## Instruction
Could you convert every line of the data below into a Markdown table with the columns "Row" and "Line", numbering the rows and skipping blank lines? Leave the pictures out of the table.

========================

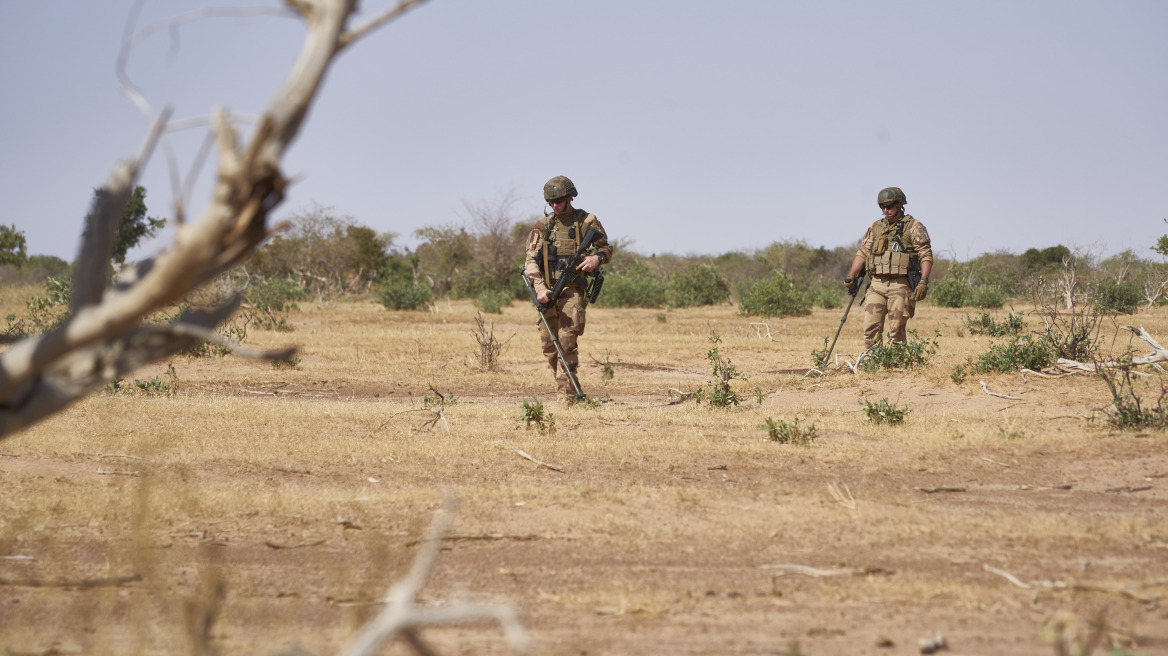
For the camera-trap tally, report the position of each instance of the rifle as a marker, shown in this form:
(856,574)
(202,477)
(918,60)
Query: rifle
(854,292)
(567,269)
(555,342)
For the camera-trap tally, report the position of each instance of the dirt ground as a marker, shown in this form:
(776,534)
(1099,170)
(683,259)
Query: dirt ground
(999,524)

========================

## Correct result
| Row | Line |
|---|---|
| 1 | For the camera-trap tally, report the position of each instance of the rifle as a marker, shown in this form: |
| 2 | (856,574) |
| 3 | (202,477) |
| 4 | (918,60) |
| 5 | Query: rifle |
| 6 | (854,292) |
| 7 | (567,269) |
| 8 | (555,342) |
| 9 | For the camera-trap tally, report the position of each instance of the dirt ground as a marker, shown in this form: |
| 10 | (776,534) |
| 11 | (1099,170) |
| 12 | (683,259) |
| 13 | Query: dirt ground |
| 14 | (999,524) |